REQUIREMENT>
Set down all of the data again, character for character.

[Stored dataset items]
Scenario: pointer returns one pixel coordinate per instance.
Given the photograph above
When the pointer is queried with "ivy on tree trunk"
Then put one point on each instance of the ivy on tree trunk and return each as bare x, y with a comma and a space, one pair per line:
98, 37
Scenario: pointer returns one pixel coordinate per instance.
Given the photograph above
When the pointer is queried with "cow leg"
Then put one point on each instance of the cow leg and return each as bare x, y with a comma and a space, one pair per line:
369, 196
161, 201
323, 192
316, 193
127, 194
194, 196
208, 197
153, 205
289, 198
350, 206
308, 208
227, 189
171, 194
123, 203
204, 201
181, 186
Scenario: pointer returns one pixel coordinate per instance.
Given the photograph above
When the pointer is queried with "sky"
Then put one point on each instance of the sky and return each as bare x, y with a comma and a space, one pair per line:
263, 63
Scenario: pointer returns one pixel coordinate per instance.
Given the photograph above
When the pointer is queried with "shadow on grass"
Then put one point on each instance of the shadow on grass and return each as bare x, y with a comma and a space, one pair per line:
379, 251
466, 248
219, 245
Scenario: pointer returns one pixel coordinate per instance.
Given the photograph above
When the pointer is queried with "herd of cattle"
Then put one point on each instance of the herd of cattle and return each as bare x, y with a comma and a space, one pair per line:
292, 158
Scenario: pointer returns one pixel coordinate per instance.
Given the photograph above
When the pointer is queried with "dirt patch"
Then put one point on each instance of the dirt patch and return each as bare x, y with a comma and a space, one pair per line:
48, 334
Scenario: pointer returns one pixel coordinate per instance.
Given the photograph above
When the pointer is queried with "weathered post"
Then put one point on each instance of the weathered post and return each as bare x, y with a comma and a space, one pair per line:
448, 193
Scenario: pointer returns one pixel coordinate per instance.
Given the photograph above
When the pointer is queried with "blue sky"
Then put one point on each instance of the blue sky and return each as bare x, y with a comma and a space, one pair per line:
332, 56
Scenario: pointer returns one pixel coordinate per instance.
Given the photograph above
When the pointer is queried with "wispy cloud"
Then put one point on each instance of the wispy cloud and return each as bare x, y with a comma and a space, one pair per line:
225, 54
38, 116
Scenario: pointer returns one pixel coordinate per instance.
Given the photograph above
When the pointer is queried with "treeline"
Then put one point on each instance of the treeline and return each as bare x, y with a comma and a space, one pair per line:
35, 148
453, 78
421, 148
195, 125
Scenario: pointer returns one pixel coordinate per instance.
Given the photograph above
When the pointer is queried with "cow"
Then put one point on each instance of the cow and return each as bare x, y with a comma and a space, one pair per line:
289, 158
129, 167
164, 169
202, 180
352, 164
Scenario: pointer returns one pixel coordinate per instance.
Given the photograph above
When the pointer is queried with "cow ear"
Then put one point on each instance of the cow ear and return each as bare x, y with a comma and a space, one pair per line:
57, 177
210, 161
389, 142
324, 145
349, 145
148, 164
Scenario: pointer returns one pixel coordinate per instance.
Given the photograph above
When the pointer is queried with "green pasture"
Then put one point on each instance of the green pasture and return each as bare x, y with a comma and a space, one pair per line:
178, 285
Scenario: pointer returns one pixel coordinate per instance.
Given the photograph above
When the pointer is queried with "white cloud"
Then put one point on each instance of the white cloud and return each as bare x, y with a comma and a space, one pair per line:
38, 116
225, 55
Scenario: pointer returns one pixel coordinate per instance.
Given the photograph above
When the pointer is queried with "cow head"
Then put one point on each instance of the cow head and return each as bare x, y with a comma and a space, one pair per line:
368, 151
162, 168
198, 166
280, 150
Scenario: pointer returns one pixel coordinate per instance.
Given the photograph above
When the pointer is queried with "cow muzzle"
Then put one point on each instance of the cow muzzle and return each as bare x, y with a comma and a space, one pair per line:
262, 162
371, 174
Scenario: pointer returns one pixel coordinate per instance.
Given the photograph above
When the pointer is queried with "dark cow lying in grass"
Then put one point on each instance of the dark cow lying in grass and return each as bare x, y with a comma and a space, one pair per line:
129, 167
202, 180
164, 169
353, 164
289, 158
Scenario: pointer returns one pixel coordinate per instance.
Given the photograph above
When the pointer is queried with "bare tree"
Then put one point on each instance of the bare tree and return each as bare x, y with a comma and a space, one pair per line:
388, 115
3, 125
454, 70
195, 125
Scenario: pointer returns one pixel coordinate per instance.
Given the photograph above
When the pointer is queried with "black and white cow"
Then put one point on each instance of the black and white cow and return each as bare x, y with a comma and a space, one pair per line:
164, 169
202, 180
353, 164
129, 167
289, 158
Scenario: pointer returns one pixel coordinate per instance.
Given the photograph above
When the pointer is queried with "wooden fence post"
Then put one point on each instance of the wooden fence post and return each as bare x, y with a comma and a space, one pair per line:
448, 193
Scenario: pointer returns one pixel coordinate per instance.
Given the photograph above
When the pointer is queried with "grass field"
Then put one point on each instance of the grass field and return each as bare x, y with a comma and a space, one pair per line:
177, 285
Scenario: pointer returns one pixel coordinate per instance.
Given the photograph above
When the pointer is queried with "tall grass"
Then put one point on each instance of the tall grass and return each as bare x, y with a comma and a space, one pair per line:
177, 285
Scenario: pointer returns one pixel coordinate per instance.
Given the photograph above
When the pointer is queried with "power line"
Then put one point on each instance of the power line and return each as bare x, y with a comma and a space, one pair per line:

EXPECTED ANSWER>
Scenario: pointer returns one pixel coordinate per instance.
Given the photograph above
When the pointer is queried with "ivy on tree trunk"
Then put one point on each instance of the ivy on tree trunk and return each as bare x, y with a comma and a space, one pair per line:
98, 37
Scenario: pointer returns one pixel coordinate per instance.
Given the photograph above
When the pointer is queried with "cow leg"
Then put one point on each instance of the cow leg and return each as bare x, y with a comma and a space, one pair per line:
369, 196
161, 201
323, 192
316, 193
127, 194
194, 196
208, 197
153, 205
289, 198
350, 206
308, 208
227, 189
171, 194
123, 203
204, 201
181, 186
Scenario: pointer returns one pixel coordinate per instance.
Given the photograph above
When the pointer is queried with "sky"
Then put one point on each instance of the sky and return each as bare x, y with a comma and a space, one pair per line:
263, 63
Scenario: pointer returns one pixel coordinate per instance.
Given the photograph above
When the pointer is queried with "shadow on grass"
Then put one point on each instance of the shadow on grass and return each as bare x, y with a comma and a space, one pair per line:
379, 251
466, 248
219, 245
Scenario: pointer returns one pixel coordinate per instance.
Given the photograph above
When the pointer is queried with "herd of cattle"
Then put one point on each instance of the herd of cattle and return each as bare x, y with a comma and a space, one pair per line:
292, 158
Scenario: pointer returns one pixel coordinate per instance.
Given the photograph above
When the pointer is queried with "dirt patch"
Then put one point on each instance of the dirt patch and return each as bare x, y with a comma and a space, one pair per line:
48, 334
Scenario: pointer returns one pixel coordinate per instance.
Given the photograph above
When the pointer is queried with "weathered post"
Then put one point on each instance of the weathered post and return each as bare x, y with a comma and a space, one pair per line:
448, 193
Scenario: pointer returns one pixel coordinate per instance.
Given the photograph above
When the pointer is queried with "blue sky"
Then put one point on each instance of the blue sky and return each as bare x, y with a comma and a space, one pair per line:
332, 56
Scenario: pointer returns one pixel coordinate per instance.
Given the photograph above
When the pointer is queried with "wispy cloud"
Then put one point on each instance of the wispy cloud and return each as bare x, y with a comma and a space, one pair per line:
225, 54
38, 116
Scenario: pointer returns one pixel coordinate per instance.
Given the photograph above
When the pointer is queried with "treeline"
Then put one point on each instance of the treeline and return each as bare x, y with a comma and a space, one pair per line:
35, 148
453, 78
421, 148
195, 125
Scenario: pointer returns one pixel coordinate per instance.
Given the photograph above
When the pointer is queried with "cow"
Then put one point on each instance of the cow and return each as bare x, y with a comma and a space, one pair per line:
289, 158
129, 167
164, 169
202, 180
352, 164
Scenario: pointer returns one pixel coordinate per instance.
Given the photograph above
When the pointer is queried with "cow ear"
Then put one point on each instance of the cow ear and return each as bare x, y with a comma and a space, one pair per line:
57, 177
210, 161
389, 142
324, 145
349, 145
148, 164
Scenario: pointer returns one pixel coordinate per instance.
Given the photograph above
When the pointer is queried with "green pasture"
Then put one point on each instance of the green pasture and return each as bare x, y with a comma and a space, one pair per line:
178, 285
Scenario: pointer returns one pixel coordinate per instance.
Given the photograph above
When the pointer is queried with "white cloud"
Then put one point on each instance of the white cloud and return each as bare x, y with a comma and a space, one pair per line:
38, 116
225, 55
Scenario: pointer returns one pixel coordinate per instance.
Given the photograph above
When the pointer is queried with "cow head"
Then put one point on each instance of the cow head and return each as bare x, y with a comma and a space, one pair per line:
368, 151
162, 168
198, 166
280, 150
Scenario: pointer returns one pixel coordinate per instance.
Given the photograph above
When the pointer is queried with "cow muzzle"
Then put one point on each instance of the cow muzzle and return each as bare x, y with a comma and a space, one pair per line:
262, 162
371, 174
Scenario: pointer returns one pixel coordinate per instance.
Given the photograph above
When the pointer is queried with "dark cow lying in grass"
Then put one point on each instance of the dark cow lying in grass and return each as bare x, y with a comma and a space, one pair per line:
129, 167
202, 180
164, 169
353, 164
289, 158
Scenario: pointer returns one pixel coordinate per instance.
Given the photograph above
When the pointer is queried with "bare tree"
Then put one point on each instance of the bare tree and return each as bare x, y with a comma and a space, one pair per line:
388, 115
3, 125
454, 70
195, 125
Scenario: pointer returns one pixel coordinate per instance.
Given the photograph above
When the pointer is queried with "black and white cow"
Then put one point on each instance of the black and white cow and return each as bare x, y with a comma and a space, one pair per line:
164, 169
202, 180
353, 164
129, 167
289, 158
Scenario: pointer returns one pixel coordinate per instance.
Given the photograph above
When the pointer is queried with "wooden fence post"
Then put one point on each instance of the wooden fence post and return each as bare x, y with a comma and a space, one pair per line:
448, 193
Scenario: pointer returns one pixel coordinate per instance.
Given the photograph above
When the pointer is queried with "grass field"
Then put one point on each instance of the grass field and return each as bare x, y with a comma and a space, one pair per line:
177, 285
Scenario: pointer returns one pixel coordinate per instance.
Given the photograph above
When the pointer is queried with "tall grass"
Then put one point on each instance of the tall grass and return each as bare x, y with a comma and a space, one pair per line:
177, 285
Scenario: pointer returns one pixel coordinate per instance.
Given the photograph above
When the pointer is queried with "power line"
Then put one point on each instance of the power line and return each as bare x, y with a comma and a space, one pair per line:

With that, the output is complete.